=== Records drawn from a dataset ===
************

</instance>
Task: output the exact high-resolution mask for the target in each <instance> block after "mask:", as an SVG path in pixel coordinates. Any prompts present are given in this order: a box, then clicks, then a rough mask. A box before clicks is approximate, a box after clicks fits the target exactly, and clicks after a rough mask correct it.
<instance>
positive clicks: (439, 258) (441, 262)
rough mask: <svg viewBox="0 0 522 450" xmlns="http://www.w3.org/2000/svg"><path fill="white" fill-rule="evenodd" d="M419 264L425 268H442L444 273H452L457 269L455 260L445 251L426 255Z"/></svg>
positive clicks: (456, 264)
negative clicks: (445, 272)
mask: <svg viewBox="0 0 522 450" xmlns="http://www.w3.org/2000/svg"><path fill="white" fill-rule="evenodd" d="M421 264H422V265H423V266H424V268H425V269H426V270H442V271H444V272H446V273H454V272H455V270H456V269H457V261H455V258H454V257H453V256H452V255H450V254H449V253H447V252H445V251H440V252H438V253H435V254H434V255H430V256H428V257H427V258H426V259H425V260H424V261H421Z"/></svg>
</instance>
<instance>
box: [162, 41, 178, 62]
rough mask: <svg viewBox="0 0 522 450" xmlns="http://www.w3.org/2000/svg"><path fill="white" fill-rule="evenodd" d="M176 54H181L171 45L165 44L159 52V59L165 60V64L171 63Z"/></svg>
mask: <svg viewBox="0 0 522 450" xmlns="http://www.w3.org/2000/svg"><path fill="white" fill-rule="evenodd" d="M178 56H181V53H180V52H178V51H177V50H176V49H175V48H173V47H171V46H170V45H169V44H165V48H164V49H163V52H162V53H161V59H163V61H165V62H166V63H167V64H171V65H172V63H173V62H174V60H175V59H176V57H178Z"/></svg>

************

=== PROBLEM TO SOLVE ===
Each record above must be given again exactly.

=== RESULT OF THE TASK ===
</instance>
Task: output the exact high-resolution mask for the target in each <instance> block after "mask:", as an SVG path in pixel coordinates. Any prompts present are given in this order: a box, then clicks, then a rough mask. A box before clicks is approximate, a box after clicks fits the target exactly, and clicks after a rough mask correct it.
<instance>
positive clicks: (439, 258) (441, 262)
rough mask: <svg viewBox="0 0 522 450" xmlns="http://www.w3.org/2000/svg"><path fill="white" fill-rule="evenodd" d="M419 264L425 268H442L444 273H452L457 269L455 260L445 251L426 255Z"/></svg>
positive clicks: (456, 264)
negative clicks: (445, 272)
mask: <svg viewBox="0 0 522 450" xmlns="http://www.w3.org/2000/svg"><path fill="white" fill-rule="evenodd" d="M421 264H422V265H423V266H424V268H425V269H426V270H442V271H444V272H446V273H454V272H455V270H456V269H457V261H455V258H454V257H453V256H452V255H450V254H449V253H447V252H445V251H440V252H438V253H435V254H434V255H430V256H428V257H427V258H426V259H425V260H424V261H421Z"/></svg>
</instance>
<instance>
box: [162, 41, 178, 62]
rough mask: <svg viewBox="0 0 522 450" xmlns="http://www.w3.org/2000/svg"><path fill="white" fill-rule="evenodd" d="M176 54H181L171 45L165 44L159 52V59L165 60V64L171 63Z"/></svg>
mask: <svg viewBox="0 0 522 450" xmlns="http://www.w3.org/2000/svg"><path fill="white" fill-rule="evenodd" d="M178 56H181V53H180V52H178V51H177V50H176V49H175V48H173V47H171V46H170V45H169V44H165V48H164V49H163V52H162V53H161V59H163V61H165V62H166V63H167V64H171V65H172V63H173V62H174V60H175V59H176V57H178Z"/></svg>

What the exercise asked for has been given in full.